-- Begin --

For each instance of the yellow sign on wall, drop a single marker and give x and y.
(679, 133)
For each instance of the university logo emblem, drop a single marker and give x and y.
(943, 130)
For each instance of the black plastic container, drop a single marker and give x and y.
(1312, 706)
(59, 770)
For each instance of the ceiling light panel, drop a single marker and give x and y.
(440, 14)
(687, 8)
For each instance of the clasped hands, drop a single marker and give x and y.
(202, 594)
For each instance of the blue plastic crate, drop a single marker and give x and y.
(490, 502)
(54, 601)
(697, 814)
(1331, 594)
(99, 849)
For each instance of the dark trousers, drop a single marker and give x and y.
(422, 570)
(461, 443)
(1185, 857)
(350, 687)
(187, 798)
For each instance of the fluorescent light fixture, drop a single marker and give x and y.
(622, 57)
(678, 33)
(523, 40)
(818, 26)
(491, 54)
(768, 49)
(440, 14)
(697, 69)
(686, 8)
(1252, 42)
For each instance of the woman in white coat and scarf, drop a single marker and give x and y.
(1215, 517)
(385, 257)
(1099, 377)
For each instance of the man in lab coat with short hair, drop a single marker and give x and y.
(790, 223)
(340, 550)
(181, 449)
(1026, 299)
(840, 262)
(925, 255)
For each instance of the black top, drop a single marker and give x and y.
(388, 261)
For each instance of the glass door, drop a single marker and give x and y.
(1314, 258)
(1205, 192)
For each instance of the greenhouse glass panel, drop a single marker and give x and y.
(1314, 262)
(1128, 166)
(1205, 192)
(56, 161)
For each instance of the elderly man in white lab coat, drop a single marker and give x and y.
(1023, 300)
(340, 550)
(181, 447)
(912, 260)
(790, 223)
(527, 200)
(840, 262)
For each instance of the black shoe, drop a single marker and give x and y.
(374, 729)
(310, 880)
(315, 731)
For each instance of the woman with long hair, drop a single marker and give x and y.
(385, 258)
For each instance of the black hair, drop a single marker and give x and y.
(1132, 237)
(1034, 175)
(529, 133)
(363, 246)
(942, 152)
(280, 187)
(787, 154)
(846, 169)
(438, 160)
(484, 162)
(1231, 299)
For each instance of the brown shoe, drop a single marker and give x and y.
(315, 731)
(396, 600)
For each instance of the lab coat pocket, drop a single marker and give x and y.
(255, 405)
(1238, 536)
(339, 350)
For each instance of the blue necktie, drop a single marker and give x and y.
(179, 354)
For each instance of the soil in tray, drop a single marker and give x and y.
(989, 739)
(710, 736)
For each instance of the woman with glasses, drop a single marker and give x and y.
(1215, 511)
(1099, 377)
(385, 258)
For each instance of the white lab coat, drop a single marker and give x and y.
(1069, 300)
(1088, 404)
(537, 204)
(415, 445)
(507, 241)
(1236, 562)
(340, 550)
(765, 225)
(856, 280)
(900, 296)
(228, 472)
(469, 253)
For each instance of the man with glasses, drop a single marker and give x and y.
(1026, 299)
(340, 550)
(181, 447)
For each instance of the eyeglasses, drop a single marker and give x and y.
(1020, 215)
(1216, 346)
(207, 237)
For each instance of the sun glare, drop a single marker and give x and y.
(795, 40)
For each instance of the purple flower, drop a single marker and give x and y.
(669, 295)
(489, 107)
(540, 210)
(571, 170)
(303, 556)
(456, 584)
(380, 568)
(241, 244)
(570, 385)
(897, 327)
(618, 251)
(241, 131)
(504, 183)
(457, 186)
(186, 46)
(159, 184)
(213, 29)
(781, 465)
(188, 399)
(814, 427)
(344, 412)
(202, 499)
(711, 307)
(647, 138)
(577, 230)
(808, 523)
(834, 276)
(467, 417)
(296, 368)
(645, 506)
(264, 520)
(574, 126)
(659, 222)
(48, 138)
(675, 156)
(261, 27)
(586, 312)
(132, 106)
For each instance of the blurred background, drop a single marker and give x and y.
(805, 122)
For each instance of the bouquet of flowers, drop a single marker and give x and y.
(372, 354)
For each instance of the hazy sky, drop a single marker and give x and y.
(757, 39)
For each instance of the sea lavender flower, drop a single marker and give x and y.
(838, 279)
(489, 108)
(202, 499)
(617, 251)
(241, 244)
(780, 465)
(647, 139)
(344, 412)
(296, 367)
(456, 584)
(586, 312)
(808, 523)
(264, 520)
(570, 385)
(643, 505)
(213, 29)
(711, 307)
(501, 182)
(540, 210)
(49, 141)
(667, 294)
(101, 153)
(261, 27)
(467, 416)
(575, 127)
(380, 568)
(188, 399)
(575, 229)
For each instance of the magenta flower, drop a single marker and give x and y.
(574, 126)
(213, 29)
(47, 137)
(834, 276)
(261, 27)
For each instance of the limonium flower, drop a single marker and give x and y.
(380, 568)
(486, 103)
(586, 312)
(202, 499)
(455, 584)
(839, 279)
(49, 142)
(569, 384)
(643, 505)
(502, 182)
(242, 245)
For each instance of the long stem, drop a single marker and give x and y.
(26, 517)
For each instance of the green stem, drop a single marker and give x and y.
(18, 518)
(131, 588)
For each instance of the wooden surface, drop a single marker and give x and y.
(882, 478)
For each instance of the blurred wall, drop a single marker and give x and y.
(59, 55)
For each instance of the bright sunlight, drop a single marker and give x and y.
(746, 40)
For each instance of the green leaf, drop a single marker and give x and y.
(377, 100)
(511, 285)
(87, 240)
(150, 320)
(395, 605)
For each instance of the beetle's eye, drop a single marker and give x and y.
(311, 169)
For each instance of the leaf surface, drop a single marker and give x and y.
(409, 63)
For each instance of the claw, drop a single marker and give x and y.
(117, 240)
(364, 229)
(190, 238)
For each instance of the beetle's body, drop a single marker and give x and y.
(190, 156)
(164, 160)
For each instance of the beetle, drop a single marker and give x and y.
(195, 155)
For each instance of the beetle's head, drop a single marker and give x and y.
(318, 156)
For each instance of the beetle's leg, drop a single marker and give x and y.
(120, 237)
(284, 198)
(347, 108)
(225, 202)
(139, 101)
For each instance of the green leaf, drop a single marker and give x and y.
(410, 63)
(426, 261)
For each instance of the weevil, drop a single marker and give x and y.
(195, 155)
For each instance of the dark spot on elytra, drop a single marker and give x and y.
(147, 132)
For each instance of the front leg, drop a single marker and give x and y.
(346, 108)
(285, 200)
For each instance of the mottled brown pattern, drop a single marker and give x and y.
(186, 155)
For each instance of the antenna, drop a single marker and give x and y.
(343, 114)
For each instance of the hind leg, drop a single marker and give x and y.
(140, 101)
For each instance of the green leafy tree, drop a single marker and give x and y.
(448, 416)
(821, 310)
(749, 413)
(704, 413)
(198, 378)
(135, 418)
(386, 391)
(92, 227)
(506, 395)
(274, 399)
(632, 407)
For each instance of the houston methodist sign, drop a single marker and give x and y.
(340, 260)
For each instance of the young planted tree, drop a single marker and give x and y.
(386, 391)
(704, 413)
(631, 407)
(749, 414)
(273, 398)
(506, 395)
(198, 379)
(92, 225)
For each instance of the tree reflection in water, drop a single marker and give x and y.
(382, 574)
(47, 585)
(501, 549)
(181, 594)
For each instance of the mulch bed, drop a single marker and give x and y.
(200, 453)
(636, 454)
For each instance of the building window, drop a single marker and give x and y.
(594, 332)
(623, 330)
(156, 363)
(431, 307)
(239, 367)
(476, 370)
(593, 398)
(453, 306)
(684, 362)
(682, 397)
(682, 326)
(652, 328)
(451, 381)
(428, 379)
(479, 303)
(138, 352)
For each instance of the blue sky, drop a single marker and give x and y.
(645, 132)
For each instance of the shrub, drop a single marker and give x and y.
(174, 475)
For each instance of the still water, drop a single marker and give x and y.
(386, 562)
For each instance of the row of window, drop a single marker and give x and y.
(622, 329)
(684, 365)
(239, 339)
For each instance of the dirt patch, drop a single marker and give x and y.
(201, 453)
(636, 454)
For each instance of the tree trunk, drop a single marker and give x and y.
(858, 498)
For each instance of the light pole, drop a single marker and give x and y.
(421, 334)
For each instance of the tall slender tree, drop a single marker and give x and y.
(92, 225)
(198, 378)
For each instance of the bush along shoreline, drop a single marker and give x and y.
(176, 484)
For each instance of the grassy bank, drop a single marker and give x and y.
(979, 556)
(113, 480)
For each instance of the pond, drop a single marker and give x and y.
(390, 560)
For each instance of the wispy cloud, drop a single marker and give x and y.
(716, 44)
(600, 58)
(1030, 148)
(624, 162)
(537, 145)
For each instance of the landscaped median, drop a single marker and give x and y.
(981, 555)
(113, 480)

-- End --

Instructions to follow >>
Restate word for word the lines from the one holding "For each instance of the shrub, drop" to the end of the listing, both ends included, and nothing more.

Written solution >>
For each instance of the shrub, drop a single marker and give x and y.
(174, 475)
For each instance of the still water, drop a single marker and give x and y.
(386, 562)
For each instance of the row of window, drop a single marker and give x and y.
(622, 329)
(684, 365)
(239, 339)
For each instance of the dirt patch, drop a single marker and give x and y.
(201, 453)
(636, 454)
For each instance of the tree trunk, drop a single marker and give x and y.
(858, 498)
For each instance of the light pole, drop a single marker and give x and y.
(421, 334)
For each instance of the tall slender tree, drop a single marker and give x and y.
(92, 225)
(198, 378)
For each instance of the bush along shoreline, drop a single marker and give x and y.
(176, 484)
For each instance of the grassy bank, drop a single marker and give x and y.
(979, 556)
(113, 480)
For each instance of the pond, drop a single marker and give x and y.
(390, 560)
For each instance of the wispy cloud, drop a single marker and give x and y.
(716, 44)
(600, 58)
(1030, 148)
(624, 162)
(537, 145)
For each instance of the landscaped median, drop a single marker and give x and y.
(981, 555)
(113, 480)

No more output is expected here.